- YOUR ASSIGNMENT -
The answer must be every entry, given again word for word.
◇ ◇ ◇ ◇ ◇ ◇ ◇
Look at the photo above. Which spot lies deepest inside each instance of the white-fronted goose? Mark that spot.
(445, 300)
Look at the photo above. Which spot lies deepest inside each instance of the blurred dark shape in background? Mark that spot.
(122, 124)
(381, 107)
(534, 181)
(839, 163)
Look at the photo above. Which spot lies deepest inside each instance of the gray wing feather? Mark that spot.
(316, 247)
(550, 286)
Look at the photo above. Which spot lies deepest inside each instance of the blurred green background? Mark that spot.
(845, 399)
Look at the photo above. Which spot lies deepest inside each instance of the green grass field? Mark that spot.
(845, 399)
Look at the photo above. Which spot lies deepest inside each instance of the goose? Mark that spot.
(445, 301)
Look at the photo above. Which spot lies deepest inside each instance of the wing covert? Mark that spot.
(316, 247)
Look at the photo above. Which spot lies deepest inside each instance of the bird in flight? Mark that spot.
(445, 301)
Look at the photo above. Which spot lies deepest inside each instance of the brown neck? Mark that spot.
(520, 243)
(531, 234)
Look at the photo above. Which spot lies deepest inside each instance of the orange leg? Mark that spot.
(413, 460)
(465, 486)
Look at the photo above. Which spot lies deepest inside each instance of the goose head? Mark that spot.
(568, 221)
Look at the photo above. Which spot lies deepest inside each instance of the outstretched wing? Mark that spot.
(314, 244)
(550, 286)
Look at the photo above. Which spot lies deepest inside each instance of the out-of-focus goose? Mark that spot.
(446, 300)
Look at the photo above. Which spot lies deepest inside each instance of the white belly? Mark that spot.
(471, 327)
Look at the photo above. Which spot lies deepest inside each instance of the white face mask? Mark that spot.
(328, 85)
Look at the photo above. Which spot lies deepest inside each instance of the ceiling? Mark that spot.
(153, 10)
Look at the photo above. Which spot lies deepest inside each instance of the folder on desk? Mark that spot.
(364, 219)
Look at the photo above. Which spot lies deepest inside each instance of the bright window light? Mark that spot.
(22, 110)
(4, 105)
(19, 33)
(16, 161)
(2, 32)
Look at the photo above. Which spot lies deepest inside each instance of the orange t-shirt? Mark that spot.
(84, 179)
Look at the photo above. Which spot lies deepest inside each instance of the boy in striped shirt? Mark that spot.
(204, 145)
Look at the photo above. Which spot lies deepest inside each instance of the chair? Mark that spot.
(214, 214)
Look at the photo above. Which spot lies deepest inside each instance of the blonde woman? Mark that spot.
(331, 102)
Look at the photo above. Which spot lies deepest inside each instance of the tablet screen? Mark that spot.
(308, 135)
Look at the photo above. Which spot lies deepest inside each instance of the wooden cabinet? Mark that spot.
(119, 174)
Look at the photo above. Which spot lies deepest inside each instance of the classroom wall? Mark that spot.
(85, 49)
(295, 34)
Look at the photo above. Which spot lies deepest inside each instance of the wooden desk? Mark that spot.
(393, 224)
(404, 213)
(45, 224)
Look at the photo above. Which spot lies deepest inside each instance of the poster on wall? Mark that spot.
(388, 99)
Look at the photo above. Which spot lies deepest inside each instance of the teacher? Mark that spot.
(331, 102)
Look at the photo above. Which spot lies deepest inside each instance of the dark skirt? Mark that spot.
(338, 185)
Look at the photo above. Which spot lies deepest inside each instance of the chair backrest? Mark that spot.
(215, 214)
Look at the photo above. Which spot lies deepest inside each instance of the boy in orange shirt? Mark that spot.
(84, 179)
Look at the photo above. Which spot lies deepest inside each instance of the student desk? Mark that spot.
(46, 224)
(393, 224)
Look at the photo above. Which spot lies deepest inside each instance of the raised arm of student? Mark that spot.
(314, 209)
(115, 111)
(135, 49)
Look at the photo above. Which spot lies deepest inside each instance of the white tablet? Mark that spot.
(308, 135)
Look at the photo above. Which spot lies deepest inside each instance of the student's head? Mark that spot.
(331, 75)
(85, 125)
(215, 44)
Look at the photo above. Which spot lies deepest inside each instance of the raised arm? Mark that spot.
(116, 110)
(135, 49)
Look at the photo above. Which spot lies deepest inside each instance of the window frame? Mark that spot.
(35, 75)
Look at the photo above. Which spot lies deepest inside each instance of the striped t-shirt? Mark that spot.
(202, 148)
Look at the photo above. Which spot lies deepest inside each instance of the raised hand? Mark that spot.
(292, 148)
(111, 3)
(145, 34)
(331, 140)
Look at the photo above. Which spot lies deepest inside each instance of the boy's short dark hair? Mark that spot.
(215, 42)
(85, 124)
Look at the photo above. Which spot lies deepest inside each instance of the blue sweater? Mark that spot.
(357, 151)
◇ ◇ ◇ ◇ ◇ ◇ ◇
- THE COMPLETED TASK -
Look at the photo above. Which spot lies deepest inside each instance of the white-fronted goose? Mark that spot.
(445, 300)
Look at the photo above. Which spot lies deepest inside each instance of the blurred dark shape in background? Mark that spot.
(122, 124)
(381, 107)
(534, 181)
(839, 163)
Look at the photo above. Which spot lies deepest inside each instance of the gray wing feather? Mark that spot.
(316, 247)
(550, 286)
Look at the photo above. Which spot lies deepest inside each instance of the blurred green background? Mark that spot.
(845, 399)
Look at the photo above. Which spot lies deepest inside each instance of the green grass field? Mark that spot.
(845, 399)
Look at the photo above. Which spot lies deepest inside each instance of the goose? Mark that spot.
(445, 301)
Look at the photo above. Which spot lies deepest inside each instance of the wing covert? Mark that spot.
(316, 247)
Look at the photo above. Which spot lies deepest inside each instance of the bird in flight? Mark that spot.
(445, 301)
Look at the photo above. Which spot lies deepest inside each instance of the brown neck? Mark that spot.
(520, 243)
(531, 234)
Look at the photo above. Which spot lies deepest inside each instance of the orange leg? Mark that spot.
(413, 460)
(465, 486)
Look at the photo above. Which spot lies deepest inside each instance of the goose head? Mark that spot.
(568, 221)
Look at the photo above. Which spot lies deepest inside each instance of the outstretched wing? Mark that spot.
(314, 244)
(550, 286)
Look at the photo above. Which spot lies deepest inside each instance of the out-of-focus goose? Mark that spot.
(446, 300)
Look at the photo above. Which spot lies deepest inside each instance of the white belly? Mark that spot.
(471, 327)
Look at the photo above. Which spot lies deepest inside each instance of the white face mask? Mark that spot.
(328, 85)
Look at the photo above. Which spot lies deepest inside each instance of the ceiling? Mark that spot.
(153, 10)
Look at the photo above. Which spot lies deepest inside each instance of the folder on desk? Mark that spot.
(364, 219)
Look at the photo above. Which spot lies deepest inside each instance of the bright window light? Mark that spot.
(22, 110)
(4, 105)
(19, 33)
(16, 161)
(2, 32)
Look at the photo above. Which spot lies deepest inside each instance of the orange t-shirt? Mark that spot.
(84, 179)
Look at the photo above. Which spot lies deepest inside each instance of the boy in striped shirt? Mark that spot.
(204, 145)
Look at the photo above. Which spot lies deepest inside each instance of the chair? Mark that spot.
(214, 214)
Look at the photo above. Which spot lies deepest inside each instance of the blonde woman? Mark that spot.
(331, 102)
Look at the photo above. Which spot lies deepest inside each instance of the tablet screen? Mark that spot.
(308, 135)
Look at the photo above. Which spot lies deepest inside each instance of the wooden cabinet? Mark that spot.
(119, 174)
Look at the photo above. Which spot lies deepest inside each instance of the classroom wall? Mark that spot.
(85, 49)
(295, 34)
Look at the photo above. Which spot lies deepest inside each instance of the wooden desk? Mark that spot.
(393, 224)
(404, 213)
(45, 224)
Look at the photo above. Which spot lies deepest inside each instance of the poster on wall? Mark that spot.
(388, 99)
Look at the photo above. Which spot lies deepest inside each instance of the teacher? Mark that spot.
(331, 102)
Look at the photo above. Which spot lies deepest inside each instance of the dark skirt? Mark that spot.
(338, 185)
Look at the photo above. Which spot lies deepest inside each instance of the chair backrest? Mark that spot.
(215, 214)
Look at the photo above. Which spot lies deepest inside each instance of the boy in orange shirt? Mark that spot.
(84, 179)
Look at the photo above. Which spot lies deepest inside each instance of the student desk? Mark that spot.
(46, 224)
(393, 224)
Look at the photo above. Which spot lies deepest inside each instance of the raised arm of student? Mark that spot.
(314, 209)
(115, 111)
(135, 49)
Look at the photo above. Which spot lies deepest inside each instance of the white tablet? Mark that spot.
(308, 135)
Look at the photo above. Which spot lies deepest inside each instance of the student's head? Mark that spot.
(331, 75)
(85, 125)
(215, 44)
Look at the photo above. Which spot lies deepest inside each instance of the raised arm? Mark that spot.
(116, 110)
(135, 49)
Look at the photo above. Which spot lies deepest inside each instance of the window frame? Mark that spot.
(35, 75)
Look at the photo above. Which spot lies deepest inside each instance of the striped t-shirt? Mark that spot.
(202, 148)
Look at the photo above. Which spot lies deepest inside each instance of the raised hand? Mark that spot.
(292, 148)
(111, 3)
(145, 34)
(331, 140)
Look at the photo above. Which spot lies deepest inside each instance of the boy's short dark hair? Mark that spot.
(215, 42)
(85, 124)
Look at the photo above. Which spot lies deepest inside each instance of the blue sweater? Mark that spot.
(357, 151)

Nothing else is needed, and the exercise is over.